**GIVEN REQUEST A**
In the boomerang patent claims, what does claim 4 say about the blade without a tip?

**PASSAGE GIVEN**
----------------------------------------
Attorney, Agent or Firm: Senniger, Powers, Leavitt and
Roedel
Claims
What is claimed is:
1. A boomerang comprising:
a central hub;
a plurality of blades extending generally radially outwardly from
the hub;
a tip depending generally downwardly from each of the blades but
one, the included angle between each tip and its respective blade
being greater than 90.degree..
2. The boomerang according to claim 1 wherein the width of each tip
tapers from the end of the blade to the end of the tip.
3. The boomerang according to claim 1 wherein the included angle
between each successive tip and its respective blade increases in
either the clockwise or counterclockwise direction around the
boomerang.
4. The boomerang according to claim 1 wherein the blade without a
tip is weighted.
5. The boomerang according to claim 1 wherein the hub has a
generally centrally located aperture therein.
6. The boomerang according to claim 1 wherein the blades are
cambered.
7. The boomerang according to claim 6 wherein the blades are
symmetric in transverse cross-section about a longitudinal
centerline.
----------------------------------------
Picture annotation entries:
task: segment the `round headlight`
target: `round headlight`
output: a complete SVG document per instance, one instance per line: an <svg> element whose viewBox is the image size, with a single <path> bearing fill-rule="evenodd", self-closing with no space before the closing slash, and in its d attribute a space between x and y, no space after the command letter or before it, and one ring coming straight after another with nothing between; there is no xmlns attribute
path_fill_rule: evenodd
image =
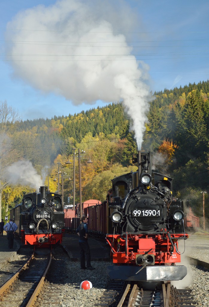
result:
<svg viewBox="0 0 209 307"><path fill-rule="evenodd" d="M29 228L30 229L33 229L35 228L35 225L33 223L31 223L29 225Z"/></svg>
<svg viewBox="0 0 209 307"><path fill-rule="evenodd" d="M122 215L119 211L115 211L111 214L111 218L114 223L120 223L122 220Z"/></svg>
<svg viewBox="0 0 209 307"><path fill-rule="evenodd" d="M55 228L56 228L57 227L57 224L56 223L53 223L52 226L52 228L55 229Z"/></svg>
<svg viewBox="0 0 209 307"><path fill-rule="evenodd" d="M152 181L152 177L150 174L144 173L141 176L141 181L143 185L149 185Z"/></svg>
<svg viewBox="0 0 209 307"><path fill-rule="evenodd" d="M173 213L173 217L175 221L180 222L184 217L184 212L180 210L176 210Z"/></svg>

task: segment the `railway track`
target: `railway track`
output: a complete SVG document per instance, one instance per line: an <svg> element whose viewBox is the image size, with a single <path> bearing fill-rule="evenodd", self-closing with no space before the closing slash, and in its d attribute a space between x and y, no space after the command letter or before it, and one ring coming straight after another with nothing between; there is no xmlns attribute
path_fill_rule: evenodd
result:
<svg viewBox="0 0 209 307"><path fill-rule="evenodd" d="M34 306L44 283L52 258L51 253L40 256L33 253L22 268L0 288L1 306Z"/></svg>
<svg viewBox="0 0 209 307"><path fill-rule="evenodd" d="M109 307L180 307L195 305L189 289L177 290L169 282L162 282L162 287L147 290L140 288L134 282L112 283L111 291L107 292L95 305ZM115 288L114 288L115 287Z"/></svg>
----------------------------------------
**GIVEN REQUEST B**
Tally the lines of the records that contain the string "track" and give only that number.

**CORRECT OUTPUT A**
It is weighted.

**CORRECT OUTPUT B**
2